▶ Data extract:
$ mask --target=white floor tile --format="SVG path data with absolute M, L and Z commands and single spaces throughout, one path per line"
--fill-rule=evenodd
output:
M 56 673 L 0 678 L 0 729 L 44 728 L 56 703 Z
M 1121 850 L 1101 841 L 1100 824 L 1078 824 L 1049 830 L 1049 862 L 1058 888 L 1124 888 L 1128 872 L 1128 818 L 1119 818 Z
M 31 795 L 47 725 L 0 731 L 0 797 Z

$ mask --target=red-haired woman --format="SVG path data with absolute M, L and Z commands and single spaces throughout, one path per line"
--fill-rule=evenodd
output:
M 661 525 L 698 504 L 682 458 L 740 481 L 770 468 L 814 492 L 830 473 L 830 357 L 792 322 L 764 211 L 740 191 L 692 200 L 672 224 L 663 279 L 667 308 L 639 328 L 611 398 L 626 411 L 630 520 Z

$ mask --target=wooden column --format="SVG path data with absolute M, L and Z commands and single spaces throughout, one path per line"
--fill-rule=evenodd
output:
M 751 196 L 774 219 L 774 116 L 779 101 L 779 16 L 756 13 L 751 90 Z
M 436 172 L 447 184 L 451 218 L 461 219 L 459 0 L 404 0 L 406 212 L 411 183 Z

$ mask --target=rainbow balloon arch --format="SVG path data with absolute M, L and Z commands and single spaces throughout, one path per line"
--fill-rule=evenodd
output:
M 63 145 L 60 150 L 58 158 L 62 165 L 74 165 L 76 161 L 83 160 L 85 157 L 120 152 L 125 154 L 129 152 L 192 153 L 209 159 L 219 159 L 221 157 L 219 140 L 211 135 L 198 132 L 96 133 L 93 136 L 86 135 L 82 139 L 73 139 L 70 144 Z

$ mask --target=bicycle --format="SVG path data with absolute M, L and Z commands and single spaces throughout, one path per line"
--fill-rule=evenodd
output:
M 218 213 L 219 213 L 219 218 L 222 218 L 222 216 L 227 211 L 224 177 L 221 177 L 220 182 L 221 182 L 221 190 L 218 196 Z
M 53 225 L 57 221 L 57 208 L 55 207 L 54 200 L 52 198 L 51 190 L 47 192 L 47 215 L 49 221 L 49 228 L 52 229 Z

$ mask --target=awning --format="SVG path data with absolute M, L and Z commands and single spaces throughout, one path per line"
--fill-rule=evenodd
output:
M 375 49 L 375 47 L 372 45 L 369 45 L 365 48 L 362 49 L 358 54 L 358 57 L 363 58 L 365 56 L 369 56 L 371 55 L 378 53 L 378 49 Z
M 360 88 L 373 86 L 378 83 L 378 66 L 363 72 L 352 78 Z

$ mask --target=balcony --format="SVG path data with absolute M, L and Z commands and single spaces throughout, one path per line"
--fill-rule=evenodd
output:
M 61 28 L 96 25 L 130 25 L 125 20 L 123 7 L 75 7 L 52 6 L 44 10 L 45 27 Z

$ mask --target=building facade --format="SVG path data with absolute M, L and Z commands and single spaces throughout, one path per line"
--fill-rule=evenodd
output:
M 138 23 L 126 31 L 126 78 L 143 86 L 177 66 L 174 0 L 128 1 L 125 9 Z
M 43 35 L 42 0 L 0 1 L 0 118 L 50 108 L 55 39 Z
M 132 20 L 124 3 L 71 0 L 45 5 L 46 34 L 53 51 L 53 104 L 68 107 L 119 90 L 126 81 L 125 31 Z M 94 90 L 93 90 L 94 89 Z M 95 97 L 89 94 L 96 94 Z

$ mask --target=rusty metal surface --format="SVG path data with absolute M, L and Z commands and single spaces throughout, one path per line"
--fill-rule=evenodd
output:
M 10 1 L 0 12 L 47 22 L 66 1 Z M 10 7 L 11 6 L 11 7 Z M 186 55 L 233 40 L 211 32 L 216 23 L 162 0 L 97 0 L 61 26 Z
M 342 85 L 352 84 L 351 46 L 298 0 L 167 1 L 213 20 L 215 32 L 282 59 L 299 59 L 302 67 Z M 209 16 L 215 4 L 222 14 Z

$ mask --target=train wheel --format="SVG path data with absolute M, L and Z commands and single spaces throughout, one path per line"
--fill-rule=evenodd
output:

▶ Set exercise:
Write everything from the start of the records down to the line containing "M 1121 850 L", both ends included, as a JSON list of strings with one string per line and blank lines left out.

▶ The solution:
[
  "$ mask --target=white floor tile --format=\"SVG path data with absolute M, L and Z commands and single spaces throughout, one path per line\"",
  "--fill-rule=evenodd",
  "output:",
  "M 56 673 L 0 678 L 0 729 L 44 728 L 56 703 Z",
  "M 1121 850 L 1101 841 L 1100 824 L 1078 824 L 1049 830 L 1049 862 L 1058 888 L 1124 888 L 1128 872 L 1128 818 L 1119 818 Z"
]